## Instruction A
In the forum thread about CalPERS investment returns, what total investment return did CalPERS report for 2011?
## Instruction B
Pick up the forum thread about CalPERS investment returns after its last line and keep it going.

## Begin Text section

CalPERS returns sink -- more trouble for taxpayers Around Town, posted by POGO, a resident of the Woodside: other neighborhood, on Jan 25, 2012 at 5:55 pm
Remember the concerns about CALPERS investment performance?
Remember all those public employees who rebuked us for questioning CALPERS optimism and said "don't worry!"?
Remember CALPERS prediction that they would easily return to those historic 7.75% investment returns and that all would be well in pension land?
Well, it turns out that we were right and they were wrong: Web Link
CalPERS just reported that their total investment return for 2011 was a paltry 1.1%! 1.1% The S&P 500 gained TWICE that much. So much for the "smartest guys in the room" ability to pick stocks. CALPERS should have canned them all and just bought an index fund.
But don't worry, taxpayers - YOU'RE on the hook for any shortfall.
Posted by Menlo Voter, a resident of the Menlo Park: other neighborhood, on Jan 25, 2012 at 6:46 pm
Wonder what Blue Collar Public Worker has to say about his "wonderful" Calpers retirement?
So let's see, Calpers missed their projections by 6%. Who gets to pick up the difference? Oh, that's right, you and me and the rest of the tax payers since BCPW retirement benefits are guaranteed. That's not unsustainable is it?
Posted by Peter Carpenter, a resident of the Atherton: Lindenwood neighborhood, on Jan 25, 2012 at 8:32 pm Peter Carpenter is a member (registered user) of Almanac Online
"For the first time, the annual California Public Employees Retirement System actuarial report last fall on state and non-teaching school pensions included a sensitivity analysis.
The report showed how employer contributions could vary if, all other factors remaining unchanged, earnings during three fiscal year are above or below the target by a little or a lot.
For example, if earnings hit the target of 7.75 percent the employer contribution in fiscal 2015-16 for most state workers would be 19.5 percent of pay. (The employee contribution, 8 percent of pay, is bargained with labor and presumably unchanged.)
But if total investment earnings this fiscal year and the next two fiscal years show a loss, minus 3.64 percent, the employer contribution in 2015-16 would increase by about half to 28.9 percent of pay.
Falling short of the 7.75 percent target with earnings of 2.93 percent would increase the 2015-16 contribution to 22.6 percent of pay. Exceeding the target with earnings of 19.02 percent would produce little change, dropping the rate to 18 percent."
The downside cost is HUGE and we the taxpayers get the bill.

## End Text section
## Begin Data supplied

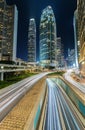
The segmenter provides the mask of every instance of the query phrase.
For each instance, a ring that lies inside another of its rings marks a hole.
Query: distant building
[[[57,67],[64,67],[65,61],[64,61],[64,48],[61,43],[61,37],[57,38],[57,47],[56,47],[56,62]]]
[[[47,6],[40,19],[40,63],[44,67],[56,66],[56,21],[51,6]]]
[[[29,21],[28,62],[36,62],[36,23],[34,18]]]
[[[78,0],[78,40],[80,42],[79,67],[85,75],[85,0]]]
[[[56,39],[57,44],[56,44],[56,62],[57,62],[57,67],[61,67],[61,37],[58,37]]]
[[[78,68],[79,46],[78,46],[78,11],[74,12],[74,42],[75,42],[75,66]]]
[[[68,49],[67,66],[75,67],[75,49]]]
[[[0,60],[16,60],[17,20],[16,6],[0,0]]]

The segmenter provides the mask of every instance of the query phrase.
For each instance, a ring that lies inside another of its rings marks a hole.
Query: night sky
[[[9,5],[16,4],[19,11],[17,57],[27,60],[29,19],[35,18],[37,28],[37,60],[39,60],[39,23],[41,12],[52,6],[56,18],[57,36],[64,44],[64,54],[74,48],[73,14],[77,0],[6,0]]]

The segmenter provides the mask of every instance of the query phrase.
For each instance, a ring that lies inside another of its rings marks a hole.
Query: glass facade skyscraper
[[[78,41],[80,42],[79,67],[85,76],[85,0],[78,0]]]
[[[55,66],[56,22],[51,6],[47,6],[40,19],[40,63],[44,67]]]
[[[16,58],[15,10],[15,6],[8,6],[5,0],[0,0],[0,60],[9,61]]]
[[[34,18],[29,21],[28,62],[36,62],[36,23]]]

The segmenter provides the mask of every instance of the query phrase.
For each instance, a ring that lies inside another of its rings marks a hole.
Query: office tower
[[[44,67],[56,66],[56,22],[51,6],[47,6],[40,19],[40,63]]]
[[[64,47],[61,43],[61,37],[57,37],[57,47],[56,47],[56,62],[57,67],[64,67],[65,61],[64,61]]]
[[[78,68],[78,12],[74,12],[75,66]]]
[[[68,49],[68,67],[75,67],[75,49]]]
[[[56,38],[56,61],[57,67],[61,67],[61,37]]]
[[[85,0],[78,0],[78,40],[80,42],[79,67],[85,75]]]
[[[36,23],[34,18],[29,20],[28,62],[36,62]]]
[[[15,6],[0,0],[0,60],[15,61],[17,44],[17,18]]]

## End Data supplied
## Begin Data supplied

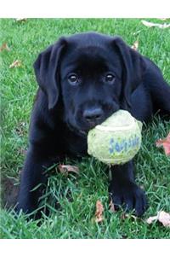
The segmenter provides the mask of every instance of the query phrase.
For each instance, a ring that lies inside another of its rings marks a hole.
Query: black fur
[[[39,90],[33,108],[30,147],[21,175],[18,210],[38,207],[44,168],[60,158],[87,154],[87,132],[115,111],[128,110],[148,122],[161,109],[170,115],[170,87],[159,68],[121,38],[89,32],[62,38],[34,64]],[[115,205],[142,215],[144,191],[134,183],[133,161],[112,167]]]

## End Data supplied
## Begin Data supplied

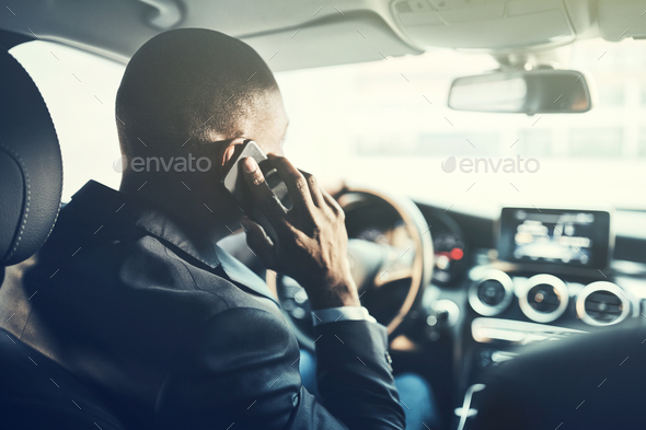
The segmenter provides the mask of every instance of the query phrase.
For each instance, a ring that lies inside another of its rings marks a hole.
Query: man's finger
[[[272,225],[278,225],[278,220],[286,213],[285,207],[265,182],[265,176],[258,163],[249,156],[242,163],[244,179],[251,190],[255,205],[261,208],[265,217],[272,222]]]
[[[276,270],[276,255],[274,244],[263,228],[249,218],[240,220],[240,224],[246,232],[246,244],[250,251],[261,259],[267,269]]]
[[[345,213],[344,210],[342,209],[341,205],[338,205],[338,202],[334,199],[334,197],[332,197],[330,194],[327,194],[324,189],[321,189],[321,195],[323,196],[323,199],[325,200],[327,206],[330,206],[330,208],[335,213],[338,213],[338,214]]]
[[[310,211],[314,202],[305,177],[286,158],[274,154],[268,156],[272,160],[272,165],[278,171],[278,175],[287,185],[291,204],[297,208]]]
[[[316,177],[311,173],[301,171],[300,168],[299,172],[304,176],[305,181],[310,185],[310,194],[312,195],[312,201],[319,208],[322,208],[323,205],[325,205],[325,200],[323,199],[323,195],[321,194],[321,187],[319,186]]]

## End Data supplied

## Response A
1.1%

## Response B
Posted by Joseph E. Davis, a resident of the Woodside: Emerald Hills neighborhood, on Jan 26, 2012 at 12:15 am
A loss of merely 3.64% is quite optimistic. What if the funds lose 25%? 50%? Given the level of speculation and leverage needed to reach the absurd goal of 7.75% at a time where money funds yield next to nothing, losses of that magnitude are nearly assured.
Posted by Peter Carpenter, a resident of the Atherton: Lindenwood neighborhood, on Jan 26, 2012 at 2:10 pm Peter Carpenter is a member (registered user) of Almanac Online
"Sounds like an excellent argument for not privatizing (i.e., Wall Street-izing) Social Security."
What is the relevance of the CalPERS issue to privatizing social security? The problem with the public employee pension system is not public vs private but unsustainable defined benefits vs a defined contribution system.
Posted by Steve, a resident of the Menlo Park: Central Menlo Park neighborhood, on Jan 26, 2012 at 3:52 pm
The Dec. 31 earnings result of only 1.1% is pretty remarkable considering that CALPERS was up 21% as of last June 30.
While it is obviously disappointing, this end of calendar report is actually not so important since it is the end of fiscal year results (June 30) that are used in calculating the employer contributions.
Tune back in in early July for the financial report that really matters.
Posted by Steve, a resident of the Menlo Park: Central Menlo Park neighborhood, on Jan 26, 2012 at 4:19 pm
You ask "What is the relevance of the CalPERS issue to privatizing social security?"
Well, since privatizing SS generally means giving folks back the money they contribute to SS so that they can invest it themselves in the Stock Market, much like current 401(K)s work.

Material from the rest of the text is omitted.